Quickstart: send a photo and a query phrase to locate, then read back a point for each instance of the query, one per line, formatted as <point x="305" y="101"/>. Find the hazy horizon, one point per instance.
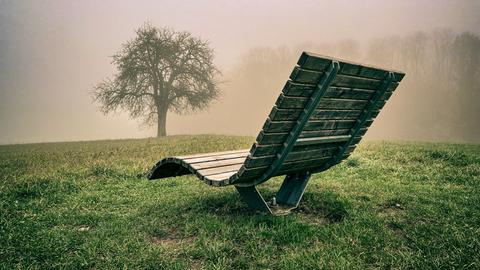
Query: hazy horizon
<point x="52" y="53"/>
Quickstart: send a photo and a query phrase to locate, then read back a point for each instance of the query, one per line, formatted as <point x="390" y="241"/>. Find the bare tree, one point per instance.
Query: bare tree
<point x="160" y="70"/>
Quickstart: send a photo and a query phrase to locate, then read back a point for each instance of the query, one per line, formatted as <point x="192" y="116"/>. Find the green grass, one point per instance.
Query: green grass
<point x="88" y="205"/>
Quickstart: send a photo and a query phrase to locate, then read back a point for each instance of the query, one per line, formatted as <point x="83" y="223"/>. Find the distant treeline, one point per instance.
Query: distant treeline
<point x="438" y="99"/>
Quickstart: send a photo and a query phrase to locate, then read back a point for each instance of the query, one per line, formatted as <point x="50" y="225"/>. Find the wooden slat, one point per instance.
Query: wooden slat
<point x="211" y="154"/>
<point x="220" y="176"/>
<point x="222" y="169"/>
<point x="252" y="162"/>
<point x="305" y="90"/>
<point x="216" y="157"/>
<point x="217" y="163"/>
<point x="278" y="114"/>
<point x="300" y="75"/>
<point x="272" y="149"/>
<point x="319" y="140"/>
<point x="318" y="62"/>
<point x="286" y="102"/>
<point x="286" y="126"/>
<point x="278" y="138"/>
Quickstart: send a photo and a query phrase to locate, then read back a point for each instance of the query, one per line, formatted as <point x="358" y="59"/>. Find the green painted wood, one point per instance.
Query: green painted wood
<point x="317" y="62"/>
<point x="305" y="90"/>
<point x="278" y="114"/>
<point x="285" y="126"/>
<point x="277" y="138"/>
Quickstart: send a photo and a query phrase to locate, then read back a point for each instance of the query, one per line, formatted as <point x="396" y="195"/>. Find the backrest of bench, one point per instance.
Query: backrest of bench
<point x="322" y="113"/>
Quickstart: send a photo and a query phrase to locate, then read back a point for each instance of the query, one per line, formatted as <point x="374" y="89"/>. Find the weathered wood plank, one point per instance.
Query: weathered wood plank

- DIRECTIONS FOR THIS TASK:
All records should be output exactly, with the pictures left out.

- ANSWER BELOW:
Quickstart: send a photo and a query phrase to locate, then read back a point for each instance of the query, one per line, formatted as <point x="305" y="101"/>. Find the hazy horizon, one point per instance.
Query: hazy horizon
<point x="52" y="53"/>
Quickstart: send a photo and a query phrase to locate, then read back a point for each instance of the query, one per line, formatted as <point x="390" y="241"/>. Find the bare tree, one point per instance.
Query: bare tree
<point x="160" y="70"/>
Quickstart: send a photo and a query phrase to locate, then read back a point for each instance of the query, one per line, formatted as <point x="192" y="116"/>. Find the green grass, one point per instance.
Query: green grass
<point x="88" y="205"/>
Quickstart: send a photo and a query phrase to locate, then read back a point for each instance of the query, one per line, formatted as <point x="83" y="223"/>. Find the distant treeline, one point per instance.
Query: distant treeline
<point x="438" y="99"/>
Quickstart: send a photo and a query phrase to locate, then read back a point for each instance of the query, one per line, formatted as <point x="50" y="225"/>. Find the wooden slat, one point per instance.
Query: wooden slat
<point x="211" y="154"/>
<point x="220" y="176"/>
<point x="222" y="169"/>
<point x="252" y="162"/>
<point x="305" y="90"/>
<point x="216" y="157"/>
<point x="217" y="163"/>
<point x="278" y="114"/>
<point x="300" y="75"/>
<point x="272" y="149"/>
<point x="319" y="140"/>
<point x="318" y="62"/>
<point x="286" y="102"/>
<point x="286" y="126"/>
<point x="278" y="138"/>
Quickstart: send a photo and a query phrase to locate, then read back a point for each instance of the query, one per line, formatted as <point x="358" y="59"/>. Find the green painted wood, one point per instance.
Query: green painted wood
<point x="317" y="62"/>
<point x="305" y="90"/>
<point x="278" y="114"/>
<point x="285" y="126"/>
<point x="277" y="138"/>
Quickstart: send a photo and a query phrase to locate, then read back a point for each instance of the query, one per line, formatted as <point x="396" y="195"/>. Find the backrest of bench, one point per instance.
Query: backrest of bench
<point x="322" y="113"/>
Quickstart: send a photo and a query phrase to locate, then read back a point for each instance of the query, one per line, formatted as <point x="374" y="89"/>. Find the weathered wood plank, one point per instance.
Query: weathered wood plank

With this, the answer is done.